SELECTED EXCERPT —

— start —

A consumer filed a lawsuit against Apple for non-disclosure on the limited life and ridiculous cost ($86) of the batteries in their new trendy toy iPhone. The ridiculously expensive device has not been selling at quite the rate that was expected, and this lawsuit is just more bad news for this pile of hype. It looks like you're just going to have to go back to taping your iPod and your cell phone to your laptop in order to keep connected to the world.
Media news includes reports on professional bloggers being included in the proposed Federal Shield Law that recently passed muster in the House Judiciary committee. If the law passes, I will not have to identify the anonymous source who told me that Dick Cheney smells like a combination of formaldehyde, pickle loaf and cheap Russian cologne.
In conclusion, Slate combined sports news with news of the weird when they profiled Japanese singles hitter/nut case Ichiro Suzuki, a player who speaks to his dog and tells reporters about it. Ichiro refused to give reporters the name of his dog because the canine did not give the Mariner outfielder permission to give the press its name. When you look at the stories of Bill "Spaceman" Lee, Darren Daulton, David Wells, John Rocker and now Ichiro Suzuki, you begin to realize that the reason some people make so much money playing baseball is because they have to put up with kooks like Lee, Daulton, Wells, Rocker and Dr. Doolittle Suzuki.

— end —

MATERIAL —
— start —

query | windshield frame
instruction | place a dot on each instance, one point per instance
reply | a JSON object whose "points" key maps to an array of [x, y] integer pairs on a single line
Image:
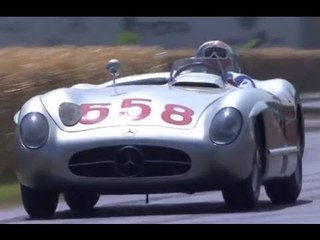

— end —

WHAT IS ASKED — According to the news roundup, why did Ichiro Suzuki refuse to tell reporters his dog's name? The data stands apart from the news roundup.

WORKED SOLUTION — The dog had not given him permission to give the press its name.